***** EXTRACTED DATA
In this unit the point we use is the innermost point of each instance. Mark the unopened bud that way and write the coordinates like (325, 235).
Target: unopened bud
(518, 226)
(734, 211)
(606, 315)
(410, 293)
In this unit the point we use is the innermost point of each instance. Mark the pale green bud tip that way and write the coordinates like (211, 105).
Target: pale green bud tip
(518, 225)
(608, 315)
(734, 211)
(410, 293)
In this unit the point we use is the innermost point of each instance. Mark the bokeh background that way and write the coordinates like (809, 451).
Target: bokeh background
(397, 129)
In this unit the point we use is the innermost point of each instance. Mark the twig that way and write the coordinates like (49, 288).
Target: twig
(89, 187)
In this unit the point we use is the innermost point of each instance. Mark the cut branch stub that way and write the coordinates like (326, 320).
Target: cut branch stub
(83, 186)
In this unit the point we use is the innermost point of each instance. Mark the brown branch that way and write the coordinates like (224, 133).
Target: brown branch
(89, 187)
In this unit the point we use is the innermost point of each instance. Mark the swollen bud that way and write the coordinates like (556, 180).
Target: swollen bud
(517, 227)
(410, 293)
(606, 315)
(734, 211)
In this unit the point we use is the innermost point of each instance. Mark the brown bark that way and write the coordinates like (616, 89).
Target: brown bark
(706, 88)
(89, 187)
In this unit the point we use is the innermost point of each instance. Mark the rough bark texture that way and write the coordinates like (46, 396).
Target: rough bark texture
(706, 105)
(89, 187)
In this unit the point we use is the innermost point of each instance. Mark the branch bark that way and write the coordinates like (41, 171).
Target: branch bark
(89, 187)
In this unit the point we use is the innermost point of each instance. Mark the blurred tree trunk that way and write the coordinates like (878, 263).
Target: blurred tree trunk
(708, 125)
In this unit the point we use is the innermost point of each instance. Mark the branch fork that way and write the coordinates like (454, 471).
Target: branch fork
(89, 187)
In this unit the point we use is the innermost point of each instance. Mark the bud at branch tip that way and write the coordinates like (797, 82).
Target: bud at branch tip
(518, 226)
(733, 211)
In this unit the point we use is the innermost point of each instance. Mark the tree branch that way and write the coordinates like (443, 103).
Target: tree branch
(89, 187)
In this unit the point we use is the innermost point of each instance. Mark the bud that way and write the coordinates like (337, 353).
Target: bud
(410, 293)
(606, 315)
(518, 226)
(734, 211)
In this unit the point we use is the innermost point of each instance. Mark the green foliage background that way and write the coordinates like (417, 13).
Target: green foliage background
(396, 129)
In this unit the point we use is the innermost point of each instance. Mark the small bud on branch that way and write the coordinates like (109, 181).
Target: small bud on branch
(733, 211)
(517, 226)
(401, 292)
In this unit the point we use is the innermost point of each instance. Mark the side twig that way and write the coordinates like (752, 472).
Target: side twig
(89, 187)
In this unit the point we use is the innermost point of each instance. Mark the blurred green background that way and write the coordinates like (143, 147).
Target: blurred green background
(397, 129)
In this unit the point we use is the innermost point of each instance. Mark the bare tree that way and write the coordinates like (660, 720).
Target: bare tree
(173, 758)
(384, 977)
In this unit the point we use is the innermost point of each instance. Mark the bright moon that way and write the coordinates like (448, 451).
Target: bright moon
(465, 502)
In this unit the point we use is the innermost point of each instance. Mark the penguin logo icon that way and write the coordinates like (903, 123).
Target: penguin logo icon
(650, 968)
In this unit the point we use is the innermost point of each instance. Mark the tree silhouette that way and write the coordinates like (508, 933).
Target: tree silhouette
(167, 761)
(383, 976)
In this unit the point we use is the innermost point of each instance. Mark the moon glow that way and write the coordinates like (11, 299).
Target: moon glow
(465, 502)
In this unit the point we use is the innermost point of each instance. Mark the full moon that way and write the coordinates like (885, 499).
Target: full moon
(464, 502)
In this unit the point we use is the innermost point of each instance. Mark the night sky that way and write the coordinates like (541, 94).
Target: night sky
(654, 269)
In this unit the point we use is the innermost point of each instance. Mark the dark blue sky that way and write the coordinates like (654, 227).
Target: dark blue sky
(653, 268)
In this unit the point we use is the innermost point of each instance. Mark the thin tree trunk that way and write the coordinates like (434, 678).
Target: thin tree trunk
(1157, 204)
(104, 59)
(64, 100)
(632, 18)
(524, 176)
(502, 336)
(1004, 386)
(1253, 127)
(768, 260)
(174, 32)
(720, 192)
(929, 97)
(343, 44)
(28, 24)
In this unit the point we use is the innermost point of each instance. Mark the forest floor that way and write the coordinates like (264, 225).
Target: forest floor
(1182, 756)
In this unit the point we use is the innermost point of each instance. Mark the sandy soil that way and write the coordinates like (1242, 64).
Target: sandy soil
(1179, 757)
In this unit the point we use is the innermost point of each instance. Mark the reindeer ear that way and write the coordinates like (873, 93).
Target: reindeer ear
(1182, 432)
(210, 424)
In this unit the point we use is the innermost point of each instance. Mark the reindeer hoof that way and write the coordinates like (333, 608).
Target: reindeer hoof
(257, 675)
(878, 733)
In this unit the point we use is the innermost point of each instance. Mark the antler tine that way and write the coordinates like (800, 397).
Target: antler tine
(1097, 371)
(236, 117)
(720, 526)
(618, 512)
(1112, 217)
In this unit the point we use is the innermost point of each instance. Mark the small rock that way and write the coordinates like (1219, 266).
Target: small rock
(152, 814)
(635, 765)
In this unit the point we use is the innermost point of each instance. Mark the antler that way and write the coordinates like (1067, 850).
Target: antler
**********
*CHALLENGE*
Print every entry exactly as written.

*SOLUTION TO THE PROBLEM*
In this unit the point we use is the innermost point of each instance. Mark the unopened bud that way and write the coordinates like (325, 235).
Target: unopened bud
(518, 226)
(734, 211)
(606, 315)
(410, 293)
In this unit the point we use is the innermost point of each instance. Mark the pale green bud tip that way and write the coordinates like (211, 105).
Target: pale green bud tip
(518, 225)
(608, 315)
(734, 211)
(410, 293)
In this unit the point we use is the innermost point of each instance. Mark the bokeh background that way and write the coordinates like (809, 451).
Target: bokeh background
(397, 129)
In this unit the point we use is the innermost point of each instance. Mark the twig that way and write the coordinates like (49, 288).
Target: twig
(89, 187)
In this unit the point we use is the innermost point of each instance. Mark the cut branch stub that way and write the coordinates like (326, 320).
Target: cut branch stub
(83, 186)
In this unit the point we use is the innermost point of each instance. Mark the brown branch that way and write the coordinates like (224, 133).
Target: brown branch
(89, 187)
In this unit the point we use is the innermost point of each instance. Mark the swollen bud that way and write the coordinates like (556, 180).
Target: swollen bud
(517, 227)
(410, 293)
(606, 315)
(734, 211)
In this unit the point we use is the innermost point of each instance. Mark the brown bark that way and write the coordinates like (616, 89).
Target: brown bark
(706, 88)
(89, 187)
In this unit the point we use is the innermost point of each instance. Mark the rough bark texture that way and write the coordinates like (46, 396).
Target: rough bark texture
(706, 105)
(89, 187)
In this unit the point we use is the innermost point of each instance. Mark the branch bark that way and write the coordinates like (41, 171).
Target: branch bark
(89, 187)
In this unit the point we use is the innermost point of each instance. Mark the blurred tree trunk that way and write the coordinates like (878, 263).
Target: blurred tree trunk
(708, 125)
In this unit the point we use is the innermost point of each instance. Mark the branch fork that way and write the coordinates like (454, 471).
Target: branch fork
(89, 187)
In this unit the point we use is the innermost point of each instance. Mark the bud at branch tip that way and write the coordinates like (797, 82).
Target: bud at branch tip
(518, 226)
(733, 211)
In this unit the point we use is the innermost point of each instance. Mark the tree branch that way and write the coordinates like (443, 103).
Target: tree branch
(89, 187)
In this unit the point we use is the innermost point of each instance. Mark the bud that way and write the coordinates like (337, 353).
Target: bud
(410, 293)
(606, 315)
(518, 226)
(734, 211)
In this unit the point we use is the innermost point of each instance. Mark the green foliage background that way and write the coordinates like (417, 13).
Target: green foliage background
(396, 129)
In this unit the point we use is the innermost point of each instance. Mark the small bud on branch that way and write the coordinates like (109, 181).
Target: small bud on branch
(733, 211)
(517, 226)
(401, 292)
In this unit the point we use is the innermost point of each instance. Mark the side twig that way and write the coordinates like (752, 472).
Target: side twig
(89, 187)
In this unit the point we use is the innermost point of each instance. Mark the blurred green background that way and write the coordinates like (143, 147).
Target: blurred green background
(397, 129)
In this unit the point we use is the innermost point of each instance. Mark the bare tree that way and write the coordinates like (660, 720).
Target: bare tree
(173, 758)
(384, 977)
In this unit the point we use is the innermost point of each instance. Mark the bright moon that way and write the coordinates like (448, 451).
Target: bright moon
(465, 502)
In this unit the point we use is the innermost point of each instance. Mark the penguin logo icon that way and write the coordinates like (903, 123).
Target: penguin logo icon
(650, 968)
In this unit the point we use is the innermost point of each instance. Mark the tree silhouette that way and write the coordinates like (508, 933).
Target: tree silhouette
(167, 761)
(383, 976)
In this unit the point we use is the innermost point of each instance. Mark the moon glow that way and write the coordinates like (11, 299).
Target: moon glow
(465, 502)
In this unit the point we use is the innermost point of each instance. Mark the full moon that way and write the coordinates like (885, 499).
Target: full moon
(464, 502)
In this unit the point we use is the innermost point of each instance. Mark the night sky that way and write the coordinates like (541, 94).
Target: night sky
(654, 269)
In this unit the point we use is the innermost point of each instance. Mark the dark blue sky that way and write the coordinates like (654, 227).
Target: dark blue sky
(653, 268)
In this unit the point we use is the innermost point of each instance. Mark the thin tree trunk that way and write the coordinates like (434, 678).
Target: thin tree trunk
(1157, 204)
(104, 59)
(64, 100)
(632, 18)
(524, 176)
(502, 336)
(1004, 386)
(1253, 127)
(768, 260)
(174, 32)
(720, 192)
(929, 97)
(343, 44)
(28, 24)
In this unit the point we use is the innermost point of each instance. Mark the forest floor that way and write the coordinates like (264, 225).
Target: forest floor
(1182, 756)
In this unit the point we use is the innermost point of each instance. Mark the sandy soil that way and write the coordinates like (1242, 64).
Target: sandy soil
(1179, 757)
In this unit the point we use is the innermost point of each instance. Mark the reindeer ear that way and write the coordinates like (873, 93).
Target: reindeer ear
(1182, 432)
(210, 424)
In this unit the point we use is the innermost point of each instance. Mark the reindeer hoof that way and write the coordinates like (333, 608).
Target: reindeer hoof
(257, 675)
(878, 733)
In this unit the point we use is the innermost point of each instance. Mark the antler tine that way and write the coordinates like (800, 397).
Target: antler tine
(1097, 371)
(236, 117)
(720, 526)
(618, 512)
(1112, 217)
In this unit the point we use is the innermost point of each instance. Mark the small rock that way and write the coordinates like (1219, 266).
Target: small rock
(152, 814)
(635, 765)
In this unit the point we use is the innermost point of each instance. Mark the antler that way and write the coordinates like (1067, 850).
Target: antler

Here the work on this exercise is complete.